» 対象の本文
● ● ●

近年、結腸カプセル内視鏡も炎症評価に使われますが、がんの監視には、直接観察と組織採取が可能な大腸カメラが標準とされています。(※3)
④クローン病
クローン病も潰瘍性大腸炎と同じく、原因不明の炎症性腸疾患です。国の難病に指定されており、口から肛門までの消化管のあらゆる場所に、病変が飛び飛びに(非連続的に)発生する可能性があります。
主な症状として、腹痛や下痢、体重減少、発熱、痔瘻などの肛門病変を合併することもあります。
クローン病は小腸病変が多く、カプセル内視鏡が診断に有効です。ただし、狭窄があるとカプセル滞留の恐れがあるため、実施前に大腸内視鏡などで安全性を確認します。早期に正確な診断と治療を行えば、生活の質(QOL)の維持につながります。
内視鏡検査を受けたほうが良い5つの症状・サイン
消化器の病気は、気づいたときには、進行してしまっている傾向があります。内視鏡検査を受けたほうが良い症状・サインとして、以下の5つを解説します。
①胃の不快感
②便通異常
③原因不明の体重減少や貧血
④健康診断の便潜血検査で陽性反応
⑤40歳以上で一度も内視鏡検査を受けたことがない
①胃の不快感
食後に胃が重い、胸やけがする、みぞおちが痛むような不快感は、誰にでも起こる身近な症状です。ただし、症状が続く場合は病気のサインかもしれません。
代表的な原因は以下の3つが挙げられます。
- 逆流性食道炎:胃酸が逆流して食道に炎症が起こる
- 胃潰瘍・十二指腸潰瘍:胃酸で粘膜が深く傷つく
- 胃がん:進行すると不快感や痛みを引き起こす
逆流性食道炎では、胸やけや酸っぱい液体がこみ上げる「呑酸(どんさん)」がよく見られます。潰瘍はみぞおちの痛みが特徴で、空腹時に強く出ることがあります。

● ● ●

» データ抜粋
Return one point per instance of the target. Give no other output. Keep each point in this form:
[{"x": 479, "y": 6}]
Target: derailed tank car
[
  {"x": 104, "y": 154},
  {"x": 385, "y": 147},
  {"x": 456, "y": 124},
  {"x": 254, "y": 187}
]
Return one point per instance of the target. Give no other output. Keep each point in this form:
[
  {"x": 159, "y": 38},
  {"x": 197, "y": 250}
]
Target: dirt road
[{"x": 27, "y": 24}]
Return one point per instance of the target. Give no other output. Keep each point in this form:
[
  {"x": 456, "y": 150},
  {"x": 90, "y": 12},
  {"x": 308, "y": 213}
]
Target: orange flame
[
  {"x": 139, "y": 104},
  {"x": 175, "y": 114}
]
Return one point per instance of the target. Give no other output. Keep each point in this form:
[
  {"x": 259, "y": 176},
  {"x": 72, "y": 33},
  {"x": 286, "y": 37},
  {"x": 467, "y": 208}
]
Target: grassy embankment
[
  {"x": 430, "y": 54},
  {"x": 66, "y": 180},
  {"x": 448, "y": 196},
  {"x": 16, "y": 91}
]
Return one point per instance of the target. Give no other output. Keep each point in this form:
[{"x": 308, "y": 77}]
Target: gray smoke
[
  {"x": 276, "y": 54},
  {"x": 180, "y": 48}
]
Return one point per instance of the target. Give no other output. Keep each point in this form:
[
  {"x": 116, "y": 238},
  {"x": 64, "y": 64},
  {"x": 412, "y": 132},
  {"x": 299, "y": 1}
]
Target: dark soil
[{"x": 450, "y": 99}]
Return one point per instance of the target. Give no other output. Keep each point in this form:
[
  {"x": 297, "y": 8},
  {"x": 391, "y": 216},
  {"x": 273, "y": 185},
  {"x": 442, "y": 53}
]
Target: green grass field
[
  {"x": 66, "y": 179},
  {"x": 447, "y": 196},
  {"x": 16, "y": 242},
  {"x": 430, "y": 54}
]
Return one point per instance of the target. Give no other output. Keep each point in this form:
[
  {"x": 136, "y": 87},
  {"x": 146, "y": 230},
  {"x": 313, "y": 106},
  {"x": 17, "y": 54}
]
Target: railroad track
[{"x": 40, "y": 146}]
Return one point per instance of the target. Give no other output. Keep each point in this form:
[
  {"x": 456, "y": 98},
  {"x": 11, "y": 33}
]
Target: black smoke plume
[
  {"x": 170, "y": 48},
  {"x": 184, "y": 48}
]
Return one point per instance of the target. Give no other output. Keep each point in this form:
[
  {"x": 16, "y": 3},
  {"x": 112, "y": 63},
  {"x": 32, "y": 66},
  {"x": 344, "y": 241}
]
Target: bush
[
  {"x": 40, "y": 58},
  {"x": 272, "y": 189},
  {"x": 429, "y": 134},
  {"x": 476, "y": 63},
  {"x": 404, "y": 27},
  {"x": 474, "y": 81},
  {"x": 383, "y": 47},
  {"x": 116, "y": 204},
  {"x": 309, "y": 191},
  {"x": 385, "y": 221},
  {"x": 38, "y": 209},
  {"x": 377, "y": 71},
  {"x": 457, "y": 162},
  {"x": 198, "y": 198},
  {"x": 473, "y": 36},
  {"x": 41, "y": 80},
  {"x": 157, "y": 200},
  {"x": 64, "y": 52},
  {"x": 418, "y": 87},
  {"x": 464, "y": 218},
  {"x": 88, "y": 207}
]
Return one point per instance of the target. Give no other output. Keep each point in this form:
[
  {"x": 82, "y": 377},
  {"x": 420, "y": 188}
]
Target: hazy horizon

● ● ●

» 作業指示
内視鏡検査と消化器の病気を扱った本文を、最後の文の後から書き進めなさい。 データは本文とは別個の資料である。

» 作業結果
胃がんは、進行してから不調として現れる場合があり、市販薬で一時的に症状がやわらいでも、本当の原因を見逃す危険があります。長引く場合は、胃カメラでの確認が早期発見につながります。
②便通異常
便通は「お腹の中からのお便り」といわれるほど、体調を反映する重要なサインです。便秘や下痢の繰り返し、血便、便が細くなるなどの変化は、大腸の異常を示している可能性があります。
便通異常の原因として考えられる主な病気は以下の2つです。
- 大腸ポリープ・大腸がん:腸が狭くなり便が細くなる、出血で血便が出る
- 炎症性腸疾患:下痢・腹痛・血便を繰り返す(潰瘍性大腸炎・クローン病)
ポリープやがんは、便の通過を妨げることで便秘や便の変形を引き起こします。症状が続く場合は、早めに大腸カメラ検査を受けましょう。
③原因不明の体重減少や貧血
ダイエットをしていないのに、体重が急に減った、階段で息切れする、顔色が悪いなどの症状は、消化器の病気の可能性があります。がん細胞は正常細胞よりも多くの栄養を消費するためです。
胃がんや大腸がんがあると、栄養が奪われて体重が減少し、消化吸収の不調も拍車をかけます。また、貧血の原因が胃や腸からの出血も多く見られます。
胃潰瘍やがんから、わずかな出血が長く続くことで鉄分が失われ、貧血を引き起こします。男性や閉経後の女性で鉄欠乏性貧血を指摘された場合は、消化管出血の可能性が高く、原因精査が必要です。
④健康診断の便潜血検査で陽性反応
便潜血検査は、便に血液が混じっていないかを調べる検査です。陽性=消化管のどこかで出血している可能性があるサインです。
ただし、陽性だからといって必ずしも大腸がんというわけではありません。以下のような原因でも陽性になります。
- 痔
- 良性のポリープ
- 大腸炎などの炎症性疾患
便潜血陽性で大腸内視鏡検査を受けた人のうち、約11.8%に大腸がんが、約20〜42%に高リスク腺腫が見つかった報告があります。(※4)陽性回数が多いほど、発見率は高くなる傾向です。
便潜血検査は、自覚症状のない段階で病気を見つけるための貴重な機会です。陽性の結果が出たら、放置せず早めに精密検査を受けましょう。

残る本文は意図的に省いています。